Dataset entries:
· · · · ·

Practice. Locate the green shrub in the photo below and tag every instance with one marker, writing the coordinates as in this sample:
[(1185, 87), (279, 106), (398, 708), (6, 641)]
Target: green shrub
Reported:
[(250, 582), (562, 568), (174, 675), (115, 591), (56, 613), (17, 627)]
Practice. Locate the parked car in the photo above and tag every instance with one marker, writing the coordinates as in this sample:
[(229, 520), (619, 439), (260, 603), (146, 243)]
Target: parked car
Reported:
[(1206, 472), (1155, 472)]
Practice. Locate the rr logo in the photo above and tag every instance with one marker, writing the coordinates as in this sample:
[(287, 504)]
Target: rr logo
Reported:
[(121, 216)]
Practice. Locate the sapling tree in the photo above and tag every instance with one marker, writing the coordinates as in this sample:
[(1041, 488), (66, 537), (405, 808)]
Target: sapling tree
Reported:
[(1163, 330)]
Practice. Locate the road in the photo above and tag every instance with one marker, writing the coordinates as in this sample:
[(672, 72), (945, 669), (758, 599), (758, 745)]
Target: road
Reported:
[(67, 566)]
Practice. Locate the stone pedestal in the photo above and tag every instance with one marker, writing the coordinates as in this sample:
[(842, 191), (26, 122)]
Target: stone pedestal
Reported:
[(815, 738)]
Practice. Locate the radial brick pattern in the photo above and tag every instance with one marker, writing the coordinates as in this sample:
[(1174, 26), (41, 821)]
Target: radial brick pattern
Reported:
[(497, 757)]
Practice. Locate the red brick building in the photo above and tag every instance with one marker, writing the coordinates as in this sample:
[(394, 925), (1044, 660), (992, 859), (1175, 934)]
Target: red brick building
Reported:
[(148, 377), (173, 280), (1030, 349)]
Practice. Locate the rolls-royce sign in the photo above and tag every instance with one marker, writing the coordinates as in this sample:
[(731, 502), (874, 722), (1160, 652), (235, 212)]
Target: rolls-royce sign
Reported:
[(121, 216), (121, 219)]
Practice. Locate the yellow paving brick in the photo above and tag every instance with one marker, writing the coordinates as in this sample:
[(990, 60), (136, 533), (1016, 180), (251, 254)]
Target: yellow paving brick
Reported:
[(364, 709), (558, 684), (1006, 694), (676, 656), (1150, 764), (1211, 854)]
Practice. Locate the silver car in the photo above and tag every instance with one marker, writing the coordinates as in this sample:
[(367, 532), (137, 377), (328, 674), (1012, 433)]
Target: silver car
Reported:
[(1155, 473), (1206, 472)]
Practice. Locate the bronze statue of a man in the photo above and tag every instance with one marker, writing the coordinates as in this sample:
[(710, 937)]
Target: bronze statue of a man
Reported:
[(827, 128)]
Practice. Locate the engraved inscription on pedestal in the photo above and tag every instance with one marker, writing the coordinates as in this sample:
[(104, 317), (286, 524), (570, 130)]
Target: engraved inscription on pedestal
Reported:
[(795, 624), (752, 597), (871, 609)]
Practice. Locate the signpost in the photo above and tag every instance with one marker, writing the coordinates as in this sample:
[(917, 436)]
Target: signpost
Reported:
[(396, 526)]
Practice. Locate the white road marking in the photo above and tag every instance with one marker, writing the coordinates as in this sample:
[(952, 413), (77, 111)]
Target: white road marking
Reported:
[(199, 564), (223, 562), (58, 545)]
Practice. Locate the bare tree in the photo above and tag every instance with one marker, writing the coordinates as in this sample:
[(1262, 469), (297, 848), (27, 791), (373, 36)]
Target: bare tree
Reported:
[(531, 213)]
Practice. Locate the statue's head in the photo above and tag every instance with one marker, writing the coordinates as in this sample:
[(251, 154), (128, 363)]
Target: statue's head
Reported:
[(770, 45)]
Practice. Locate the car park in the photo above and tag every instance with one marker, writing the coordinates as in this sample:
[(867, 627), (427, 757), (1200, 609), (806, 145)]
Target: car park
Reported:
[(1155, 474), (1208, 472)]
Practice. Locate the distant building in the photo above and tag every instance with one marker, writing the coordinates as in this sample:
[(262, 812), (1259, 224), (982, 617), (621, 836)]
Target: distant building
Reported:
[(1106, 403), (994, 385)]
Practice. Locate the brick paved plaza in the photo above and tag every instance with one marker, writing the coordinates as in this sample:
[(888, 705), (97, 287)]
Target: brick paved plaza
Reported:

· · · · ·

*Exercise*:
Looking at the records above, how many lines contain "stone"? Only the number is needed.

*Output below*:
2